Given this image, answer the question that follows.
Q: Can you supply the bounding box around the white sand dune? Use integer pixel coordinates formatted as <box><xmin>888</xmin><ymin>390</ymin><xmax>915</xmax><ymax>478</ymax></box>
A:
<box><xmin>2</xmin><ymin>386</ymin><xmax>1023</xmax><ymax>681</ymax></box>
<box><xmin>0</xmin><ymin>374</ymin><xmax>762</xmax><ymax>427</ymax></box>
==*==
> [WHAT TO DO]: Reproduce all of the records exactly.

> [ANSWER TO THIS TASK]:
Given this image, answer the question that follows.
Q: Can you supply the bounding box around the white sand dune? Use integer pixel coordinates formatted as <box><xmin>888</xmin><ymin>390</ymin><xmax>915</xmax><ymax>478</ymax></box>
A:
<box><xmin>2</xmin><ymin>386</ymin><xmax>1023</xmax><ymax>681</ymax></box>
<box><xmin>0</xmin><ymin>374</ymin><xmax>762</xmax><ymax>427</ymax></box>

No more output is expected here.